(Collected data)

··········

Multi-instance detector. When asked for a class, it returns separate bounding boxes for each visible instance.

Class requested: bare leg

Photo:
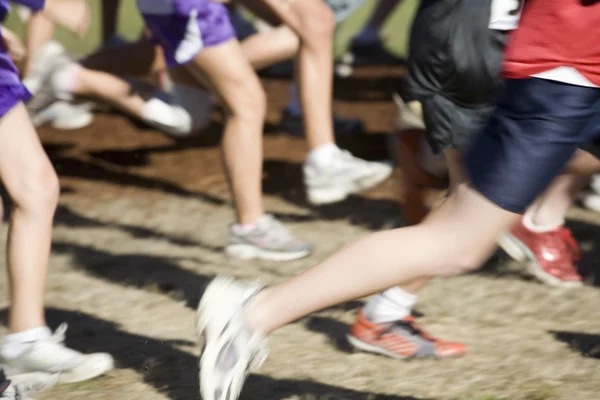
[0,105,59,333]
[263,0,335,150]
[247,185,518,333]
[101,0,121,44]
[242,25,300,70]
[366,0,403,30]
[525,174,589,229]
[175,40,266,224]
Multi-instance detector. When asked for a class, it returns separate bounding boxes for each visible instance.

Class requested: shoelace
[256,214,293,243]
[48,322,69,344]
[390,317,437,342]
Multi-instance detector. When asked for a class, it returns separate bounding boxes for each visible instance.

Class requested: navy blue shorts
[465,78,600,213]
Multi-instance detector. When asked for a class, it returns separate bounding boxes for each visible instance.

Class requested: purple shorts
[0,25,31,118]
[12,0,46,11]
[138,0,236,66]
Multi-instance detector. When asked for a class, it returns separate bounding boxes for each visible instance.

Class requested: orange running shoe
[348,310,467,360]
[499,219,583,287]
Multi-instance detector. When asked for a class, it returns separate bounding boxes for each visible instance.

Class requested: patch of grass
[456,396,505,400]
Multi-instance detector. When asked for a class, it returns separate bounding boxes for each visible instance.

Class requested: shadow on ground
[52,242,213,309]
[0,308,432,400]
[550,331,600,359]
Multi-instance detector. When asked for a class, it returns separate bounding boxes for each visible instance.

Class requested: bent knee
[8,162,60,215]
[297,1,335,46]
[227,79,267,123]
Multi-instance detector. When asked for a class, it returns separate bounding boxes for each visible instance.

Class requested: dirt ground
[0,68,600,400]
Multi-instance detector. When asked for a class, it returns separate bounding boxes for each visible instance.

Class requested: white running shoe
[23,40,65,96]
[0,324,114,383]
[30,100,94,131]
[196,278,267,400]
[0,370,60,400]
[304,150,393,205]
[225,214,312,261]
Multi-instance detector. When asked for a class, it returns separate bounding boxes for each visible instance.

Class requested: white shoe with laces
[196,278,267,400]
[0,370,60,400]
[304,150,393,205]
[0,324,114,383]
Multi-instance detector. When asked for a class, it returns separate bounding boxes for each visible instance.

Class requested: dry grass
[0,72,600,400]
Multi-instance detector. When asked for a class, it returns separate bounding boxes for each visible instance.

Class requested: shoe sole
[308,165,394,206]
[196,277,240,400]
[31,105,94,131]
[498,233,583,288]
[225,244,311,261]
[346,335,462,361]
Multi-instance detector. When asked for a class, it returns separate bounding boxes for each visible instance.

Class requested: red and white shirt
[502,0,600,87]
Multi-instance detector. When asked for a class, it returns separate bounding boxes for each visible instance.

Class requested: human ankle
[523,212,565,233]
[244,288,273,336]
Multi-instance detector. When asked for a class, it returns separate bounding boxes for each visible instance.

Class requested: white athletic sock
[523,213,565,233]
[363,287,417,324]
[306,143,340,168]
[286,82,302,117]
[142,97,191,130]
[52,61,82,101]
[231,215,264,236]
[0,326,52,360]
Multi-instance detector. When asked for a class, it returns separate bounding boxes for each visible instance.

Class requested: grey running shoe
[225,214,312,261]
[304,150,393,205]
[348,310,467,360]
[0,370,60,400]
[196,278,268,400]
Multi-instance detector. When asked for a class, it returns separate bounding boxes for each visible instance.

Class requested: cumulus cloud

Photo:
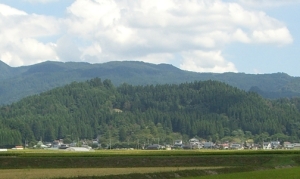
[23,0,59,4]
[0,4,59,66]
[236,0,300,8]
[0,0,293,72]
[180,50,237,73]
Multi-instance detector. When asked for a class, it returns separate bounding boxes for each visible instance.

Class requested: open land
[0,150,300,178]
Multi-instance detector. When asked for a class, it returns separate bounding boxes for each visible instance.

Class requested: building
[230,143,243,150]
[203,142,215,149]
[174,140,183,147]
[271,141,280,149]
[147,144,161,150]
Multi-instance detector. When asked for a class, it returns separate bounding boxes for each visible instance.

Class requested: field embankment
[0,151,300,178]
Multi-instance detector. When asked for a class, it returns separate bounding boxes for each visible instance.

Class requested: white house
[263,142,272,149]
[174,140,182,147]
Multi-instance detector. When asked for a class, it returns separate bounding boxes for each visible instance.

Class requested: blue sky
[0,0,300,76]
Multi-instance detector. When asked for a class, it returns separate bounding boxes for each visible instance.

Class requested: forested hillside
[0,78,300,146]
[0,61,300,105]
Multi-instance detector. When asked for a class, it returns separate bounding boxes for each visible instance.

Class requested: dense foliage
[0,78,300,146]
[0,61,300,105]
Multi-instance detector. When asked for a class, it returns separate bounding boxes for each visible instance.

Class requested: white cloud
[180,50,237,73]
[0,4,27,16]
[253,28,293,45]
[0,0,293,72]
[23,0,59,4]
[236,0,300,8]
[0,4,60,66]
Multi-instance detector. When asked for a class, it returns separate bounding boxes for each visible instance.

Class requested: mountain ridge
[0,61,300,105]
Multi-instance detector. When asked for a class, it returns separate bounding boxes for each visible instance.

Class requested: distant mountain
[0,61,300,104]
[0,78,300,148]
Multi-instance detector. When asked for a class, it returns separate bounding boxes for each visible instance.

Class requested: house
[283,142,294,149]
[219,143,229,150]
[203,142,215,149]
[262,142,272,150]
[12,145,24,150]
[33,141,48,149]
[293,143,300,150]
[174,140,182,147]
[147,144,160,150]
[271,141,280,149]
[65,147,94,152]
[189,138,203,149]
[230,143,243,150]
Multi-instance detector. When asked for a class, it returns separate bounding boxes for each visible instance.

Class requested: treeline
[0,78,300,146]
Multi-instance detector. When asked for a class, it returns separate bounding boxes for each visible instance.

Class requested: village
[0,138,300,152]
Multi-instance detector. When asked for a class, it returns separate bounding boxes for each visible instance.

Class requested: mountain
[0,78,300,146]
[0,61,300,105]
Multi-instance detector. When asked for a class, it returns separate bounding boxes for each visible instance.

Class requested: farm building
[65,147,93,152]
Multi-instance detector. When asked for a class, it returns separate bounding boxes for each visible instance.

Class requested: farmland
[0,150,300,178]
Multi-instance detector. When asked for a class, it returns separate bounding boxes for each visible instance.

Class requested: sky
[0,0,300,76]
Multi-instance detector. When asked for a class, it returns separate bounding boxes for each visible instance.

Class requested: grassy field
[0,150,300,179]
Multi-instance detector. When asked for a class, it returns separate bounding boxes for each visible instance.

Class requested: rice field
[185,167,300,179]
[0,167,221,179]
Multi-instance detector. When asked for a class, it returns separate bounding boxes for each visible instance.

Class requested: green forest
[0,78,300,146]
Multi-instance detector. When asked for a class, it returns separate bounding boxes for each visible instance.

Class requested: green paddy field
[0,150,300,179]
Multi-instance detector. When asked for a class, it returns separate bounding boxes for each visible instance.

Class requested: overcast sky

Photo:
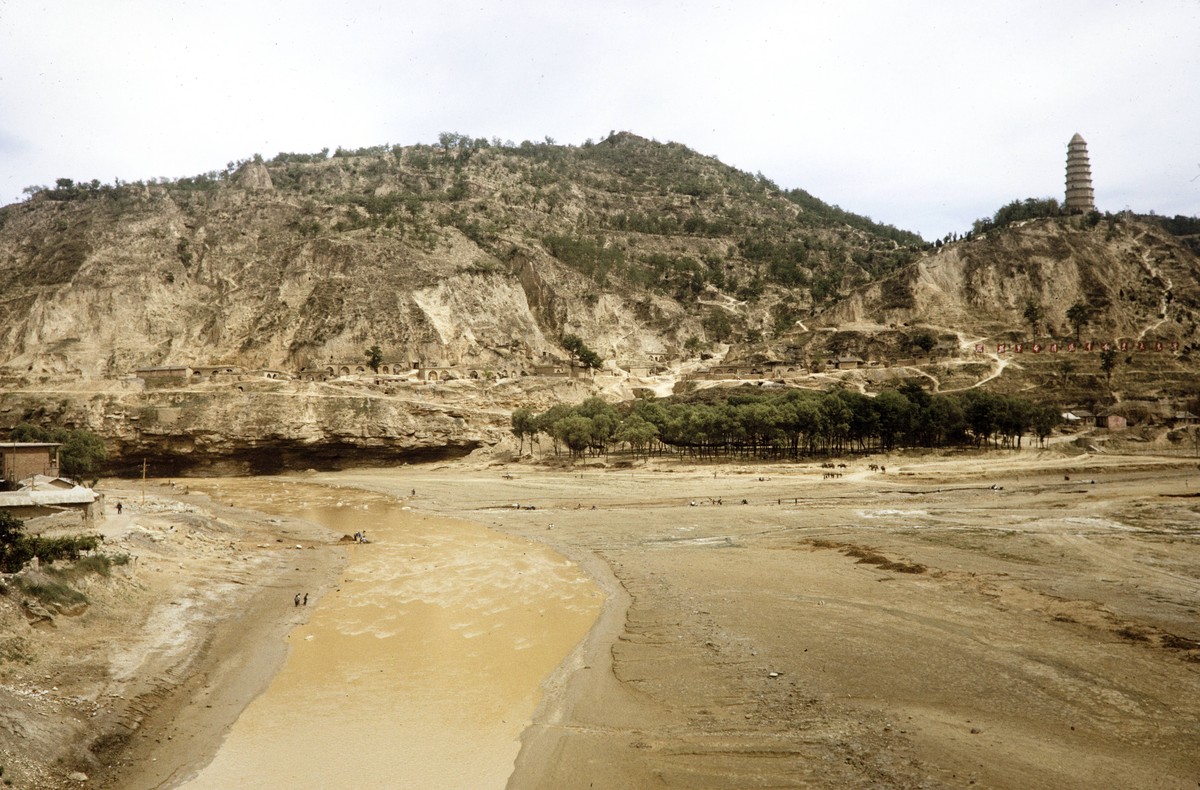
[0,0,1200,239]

··········

* _PROBLEM TO SOLVE_
Reproduce every item above with "Class requested" swapped for "Target class" and all other text left as it is. Leave the pictures out of your answer.

* _FINISHED EXERCISE_
Multi-instance detector. When asked for a class, it returns separate bounding boxes for each visible instance.

Target class: bare leg

Photo:
[0,105,59,333]
[263,0,335,150]
[247,185,518,333]
[101,0,121,44]
[242,25,300,70]
[366,0,403,30]
[525,174,589,229]
[175,40,266,224]
Multi-instance detector. When asked for a class, it returns separate bounding boxes for each visible instance.

Target class: shoelace
[256,214,293,243]
[48,322,69,344]
[390,317,437,342]
Multi-instance detector. When asked for a class, it returns separate bounding boxes for each visible instance.

Target class: navy blue shorts
[465,78,600,213]
Multi-instance detector. When asked for a class, it returns separate bounding boxes for each visible instance.

Target class: purple shorts
[0,25,31,118]
[12,0,46,11]
[138,0,236,66]
Multi-instance detector. When asked for a class, it returns separate bounding boxes for each visible instance.

Target class: orange running shoe
[348,310,467,360]
[499,219,583,287]
Multi-instance detector. When asked for a class, it returns separate bounding boxes for each visible instance.

Target class: patch of grass
[456,396,505,400]
Multi-instance detector. When asked for a class, it returns separate bounding boxes for each visible instance.

Target class: shadow on ground
[52,242,213,309]
[0,308,432,400]
[550,331,600,359]
Multi-instance detector. When asked for a class, it returns separate bounding boxes for each visible instance.

Target class: bent knee
[8,162,60,215]
[297,1,335,46]
[227,79,267,123]
Multi-instance detector. When asked for a class, it returns separate bounding boxes for each visible instance.

Target class: dirt ground
[0,68,600,400]
Multi-instance detector. When asked for a class, it returns separate bounding boxes for each visible instance.

Target class: white running shoe
[23,40,65,96]
[0,324,114,383]
[30,100,94,131]
[196,278,267,400]
[0,370,60,400]
[304,150,393,205]
[225,214,312,261]
Multi-instance detector. When asked for a class, it returns separate bounding boxes for each visible instance.

Target class: white shoe with laces
[196,278,267,400]
[0,370,60,400]
[304,150,393,205]
[0,324,114,383]
Multi-instance detector. When asked for a class, it returns separate bounding boxes for each visible instance.

Target class: dry grass
[0,72,600,400]
Multi-instance detector. When asked for a class, it returns separate bounding boxes for each visible instance.

Target class: shoe sole
[308,165,394,206]
[196,277,240,400]
[31,105,94,131]
[498,233,583,288]
[225,244,311,261]
[346,335,462,361]
Multi-instance detector. When asked for a class, it returns separate bounding boxes for each visible instance.

Target class: red and white shirt
[502,0,600,87]
Multi-instance detector. When asked for a class, it returns separate bounding boxes for each visible instance.

Target class: human ankle
[523,212,565,233]
[244,288,273,336]
Multi-instance detector. When asked for a class, it returns separate bounding boxes for each visible instance.

Target class: white athletic sock
[523,213,565,233]
[363,287,417,324]
[306,143,340,168]
[286,82,302,117]
[142,97,191,130]
[52,61,82,101]
[231,215,264,236]
[0,326,52,360]
Multi-instance detector. When asked for a class, it returns separate bounding boxes for each visible instance.

Target class: grey running shoe
[225,214,312,261]
[304,150,393,205]
[348,310,467,360]
[0,370,60,400]
[196,278,268,400]
Multi-instance detector. When asked for a class, it returns separate bounding boxes for each visible instance.

Target class: cumulus cloud

Photo:
[23,0,59,4]
[0,4,59,66]
[236,0,300,8]
[0,0,293,72]
[180,50,237,73]
Multi-instance detector. When asked for a class, it returns separate bounding boxes for each visible instance.

Target class: open land
[0,150,300,178]
Multi-instance detector. When asked for a class, it returns separate bounding boxes for each visible instance.

Target class: building
[230,143,243,150]
[203,142,215,149]
[174,140,183,147]
[271,141,280,149]
[147,144,161,150]
Multi-instance detector. When asked for a class, it returns separate bounding boxes for each visible instance.

Target class: field embankment
[0,151,300,178]
Multi-instance detector. When asked for a class, it returns separate bounding boxes for each visible instance.

Target class: white house
[263,142,272,149]
[174,140,182,147]
Multi-instance detector. When asked for a class, it returns separate bounding boxes for each visible instance.

Target class: blue sky
[0,0,300,76]
Multi-instance detector. When asked for a class, it returns separate bounding boxes for each visible instance.

Target class: forested hillside
[0,78,300,146]
[0,61,300,105]
Multi-instance detector. When asked for a class, it returns separate bounding boxes for each visible instance.

Target class: dense foliage
[0,78,300,146]
[0,61,300,105]
Multi-instance detector. When asked for a class, it returns separate bounding boxes for each visible instance.

Target class: white cloud
[180,50,237,73]
[0,4,27,16]
[253,28,293,45]
[0,0,293,72]
[23,0,59,4]
[236,0,300,8]
[0,4,60,66]
Multi-instance detector. When asked for a class, it returns separate bounding boxes for each visible instance.

Target class: mountain ridge
[0,61,300,105]
Multi-instance detector. When asked for a class, it returns separate bounding boxes for each visible instance.

Target class: distant mountain
[0,61,300,104]
[0,78,300,148]
Multi-instance detector. When asked for a class, it returns separate bounding boxes for each visible instance.

Target class: house
[283,142,294,149]
[219,143,229,150]
[203,142,215,149]
[262,142,272,150]
[12,145,24,150]
[33,141,48,149]
[293,143,300,150]
[174,140,182,147]
[147,144,160,150]
[271,141,280,149]
[65,147,94,152]
[189,138,203,149]
[230,143,243,150]
Multi-instance detector. When asked for a class, it returns separate bounding boxes for each visible instance.

Target class: treeline
[0,78,300,146]
Multi-instance detector. When asked for a class, it returns separate bounding boxes for each visible instance.

Target class: village
[0,138,300,152]
Multi-instance detector. When asked for a class, it returns separate bounding boxes for each visible instance.

Target class: mountain
[0,78,300,146]
[0,61,300,105]
Multi-instance detector. When asked for a class, it returns separate bounding boxes for each visible instance.

Target class: farm building
[65,147,93,152]
Multi-instance detector. When asked for a class, it returns separate bounding boxes for each visible instance.

Target class: farmland
[0,150,300,178]
Multi-instance detector. When asked for a class, it returns separate bounding boxes for each visible instance.

Target class: sky
[0,0,300,76]
Multi-instance detector. When asked for a class, it returns separate bounding boxes for each visible instance.

Target class: grassy field
[0,150,300,179]
Multi-instance detector. When asked for a class, it returns separate bounding boxes for each visible instance.

Target class: rice field
[185,167,300,179]
[0,167,221,179]
Multi-instance detector. When asked for a class, it returns separate bounding boxes for each visible instance.

Target class: green forest
[0,78,300,146]
Multi-instance detector. When asked for a class, it returns separate bounding boxes for each visible instance.

Target class: green paddy field
[0,150,300,179]
Multi-instance detector. When asked for a class, it returns separate bounding boxes for each visible instance.

Target class: overcast sky

Photo:
[0,0,1200,239]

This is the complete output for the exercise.